• [Task description] Put everything in the records below, from the line containing "Tell me — is the dark" down to the line containing "[[545, 183, 601, 242]]", into a Markdown table with the columns Row and Text, one line per row. Skip blank lines and leave the pictures out.

• [Input]
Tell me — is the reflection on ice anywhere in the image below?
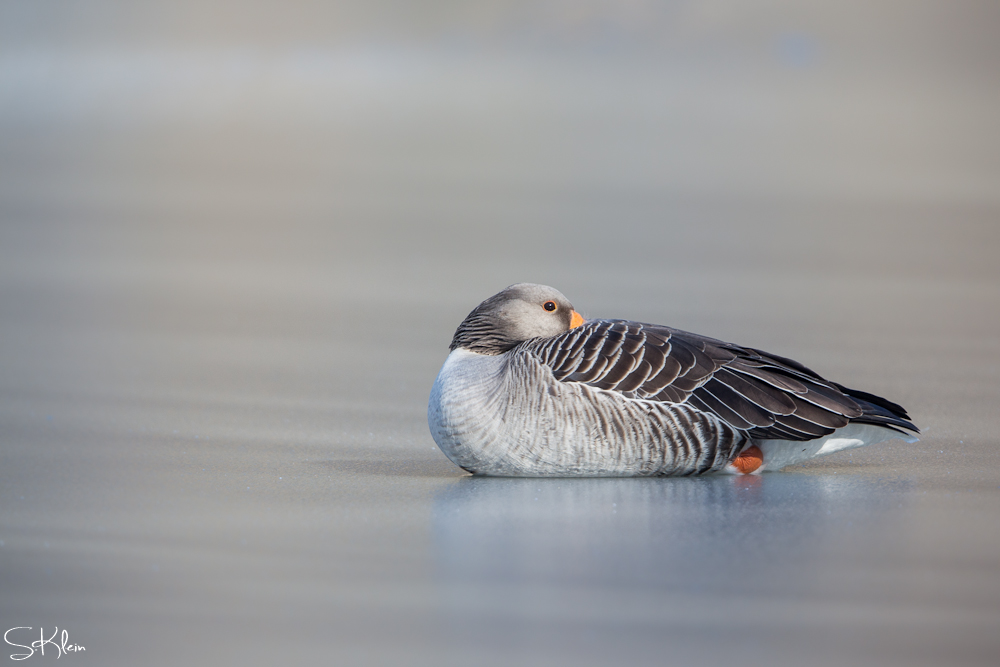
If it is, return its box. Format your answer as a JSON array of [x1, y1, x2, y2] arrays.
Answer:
[[434, 473, 903, 593]]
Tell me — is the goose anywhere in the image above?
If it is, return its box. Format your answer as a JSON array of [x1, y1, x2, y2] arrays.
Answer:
[[427, 283, 919, 477]]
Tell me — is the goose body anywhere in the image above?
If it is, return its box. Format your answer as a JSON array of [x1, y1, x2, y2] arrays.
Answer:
[[427, 283, 917, 476]]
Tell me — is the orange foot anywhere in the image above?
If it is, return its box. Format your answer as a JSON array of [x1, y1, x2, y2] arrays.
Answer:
[[733, 445, 764, 475]]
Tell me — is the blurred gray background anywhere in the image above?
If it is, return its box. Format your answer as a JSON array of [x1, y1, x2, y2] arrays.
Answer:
[[0, 0, 1000, 666]]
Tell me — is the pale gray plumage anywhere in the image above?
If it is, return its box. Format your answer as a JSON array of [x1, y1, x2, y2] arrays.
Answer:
[[428, 283, 916, 476]]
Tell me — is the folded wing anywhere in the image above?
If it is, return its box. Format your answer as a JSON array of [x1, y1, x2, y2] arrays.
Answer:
[[523, 320, 917, 440]]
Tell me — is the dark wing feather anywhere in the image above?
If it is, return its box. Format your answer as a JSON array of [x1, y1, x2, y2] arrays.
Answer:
[[522, 320, 917, 440]]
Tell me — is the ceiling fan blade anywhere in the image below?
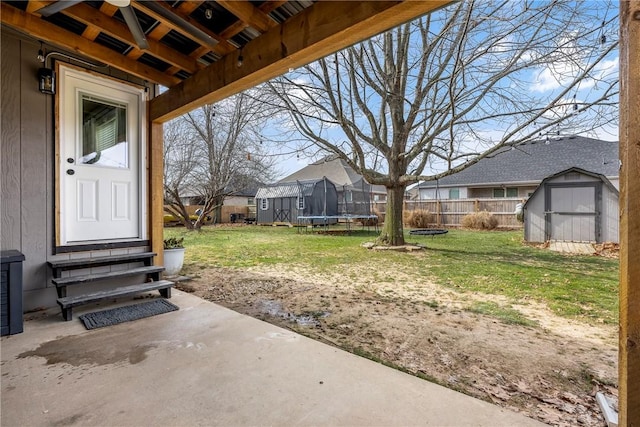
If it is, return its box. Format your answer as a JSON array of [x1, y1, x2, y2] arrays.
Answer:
[[36, 0, 82, 16], [120, 6, 149, 49]]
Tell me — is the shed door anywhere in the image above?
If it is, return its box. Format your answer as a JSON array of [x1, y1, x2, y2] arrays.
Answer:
[[545, 183, 601, 242]]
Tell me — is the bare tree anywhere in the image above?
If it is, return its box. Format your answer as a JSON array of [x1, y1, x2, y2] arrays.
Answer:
[[269, 0, 618, 245], [164, 94, 272, 229]]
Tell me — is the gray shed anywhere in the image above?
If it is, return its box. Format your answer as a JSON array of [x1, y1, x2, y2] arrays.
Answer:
[[256, 177, 338, 224], [524, 168, 619, 243]]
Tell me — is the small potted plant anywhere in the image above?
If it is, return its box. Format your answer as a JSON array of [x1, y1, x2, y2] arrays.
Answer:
[[164, 237, 184, 276]]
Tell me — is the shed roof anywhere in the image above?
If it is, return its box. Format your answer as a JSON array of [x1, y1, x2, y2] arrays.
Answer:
[[523, 168, 620, 208], [420, 136, 620, 188]]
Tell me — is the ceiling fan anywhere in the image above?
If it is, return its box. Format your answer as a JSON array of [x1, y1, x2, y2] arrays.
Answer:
[[37, 0, 149, 49]]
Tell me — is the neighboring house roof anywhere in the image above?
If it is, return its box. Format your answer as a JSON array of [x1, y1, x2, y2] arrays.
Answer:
[[279, 154, 386, 193], [524, 168, 620, 208], [180, 177, 264, 198], [256, 178, 332, 199], [420, 136, 619, 188]]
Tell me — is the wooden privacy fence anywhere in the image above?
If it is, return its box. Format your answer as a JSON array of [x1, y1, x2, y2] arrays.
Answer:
[[371, 197, 523, 228]]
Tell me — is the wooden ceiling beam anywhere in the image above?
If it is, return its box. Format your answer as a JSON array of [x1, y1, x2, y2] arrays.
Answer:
[[0, 2, 180, 87], [61, 3, 202, 74], [131, 1, 236, 55], [150, 0, 451, 122], [217, 0, 278, 33]]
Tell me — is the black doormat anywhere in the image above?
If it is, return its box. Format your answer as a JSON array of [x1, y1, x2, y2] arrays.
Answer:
[[78, 298, 178, 329]]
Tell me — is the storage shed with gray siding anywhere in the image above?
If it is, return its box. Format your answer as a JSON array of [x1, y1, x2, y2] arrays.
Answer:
[[256, 177, 338, 224], [524, 168, 619, 243]]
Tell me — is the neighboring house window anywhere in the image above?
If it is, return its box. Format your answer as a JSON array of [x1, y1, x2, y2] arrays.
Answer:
[[493, 187, 518, 198]]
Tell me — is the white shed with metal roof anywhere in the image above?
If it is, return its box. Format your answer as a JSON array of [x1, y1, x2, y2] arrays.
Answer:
[[256, 177, 338, 224], [524, 168, 619, 243]]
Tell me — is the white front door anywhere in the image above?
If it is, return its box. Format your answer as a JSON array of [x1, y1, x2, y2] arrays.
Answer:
[[58, 66, 145, 245]]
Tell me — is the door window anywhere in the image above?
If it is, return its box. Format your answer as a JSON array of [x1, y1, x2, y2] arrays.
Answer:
[[79, 94, 129, 169]]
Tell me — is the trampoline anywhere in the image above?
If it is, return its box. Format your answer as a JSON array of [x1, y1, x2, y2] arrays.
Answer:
[[409, 228, 449, 236]]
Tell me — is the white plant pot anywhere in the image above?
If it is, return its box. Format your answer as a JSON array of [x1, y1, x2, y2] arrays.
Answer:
[[164, 248, 184, 276]]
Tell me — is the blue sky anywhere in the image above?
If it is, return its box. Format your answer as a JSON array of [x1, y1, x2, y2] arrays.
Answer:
[[264, 1, 618, 181]]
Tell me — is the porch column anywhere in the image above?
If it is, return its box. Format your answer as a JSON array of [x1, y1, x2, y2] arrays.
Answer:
[[148, 122, 164, 265], [618, 0, 640, 426]]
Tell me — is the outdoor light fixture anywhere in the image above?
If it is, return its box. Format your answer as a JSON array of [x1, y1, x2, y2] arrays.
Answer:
[[38, 67, 56, 95], [37, 48, 108, 95]]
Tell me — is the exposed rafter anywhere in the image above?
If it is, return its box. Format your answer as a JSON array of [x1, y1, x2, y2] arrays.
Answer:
[[150, 0, 450, 121], [0, 2, 180, 87]]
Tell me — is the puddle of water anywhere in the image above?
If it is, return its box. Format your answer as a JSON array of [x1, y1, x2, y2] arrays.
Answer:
[[258, 300, 330, 327]]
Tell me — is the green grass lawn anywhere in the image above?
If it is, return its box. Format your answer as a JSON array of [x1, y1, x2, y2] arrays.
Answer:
[[165, 226, 618, 324]]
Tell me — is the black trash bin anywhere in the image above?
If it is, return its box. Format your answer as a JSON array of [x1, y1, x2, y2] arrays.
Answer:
[[0, 250, 24, 336]]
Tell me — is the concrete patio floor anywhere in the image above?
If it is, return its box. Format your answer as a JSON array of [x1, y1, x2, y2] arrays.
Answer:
[[0, 291, 543, 426]]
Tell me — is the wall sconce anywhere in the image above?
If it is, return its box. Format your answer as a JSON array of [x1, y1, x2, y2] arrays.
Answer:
[[38, 68, 56, 95]]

• [Completed exercise]
| Row | Text |
|---|---|
| 1 | Tell me — is the dark wing feather anywhere in the image above? |
| 2 | If it is, return its box. Format your answer as a JSON array of [x1, y1, x2, y2] arrays. |
| 3 | Answer: |
| 4 | [[522, 320, 917, 440]] |
| 5 | Tell me — is the ceiling fan blade anywhere in the image below? |
| 6 | If it is, return its box. Format your answer as a JSON array of [x1, y1, x2, y2] arrays. |
| 7 | Answer: |
| 8 | [[36, 0, 82, 16], [120, 6, 149, 49]] |
| 9 | Tell me — is the shed door anywhere in the image above? |
| 10 | If it is, return its box. Format your answer as a JSON array of [x1, y1, x2, y2] arrays. |
| 11 | Answer: |
| 12 | [[545, 183, 601, 242]] |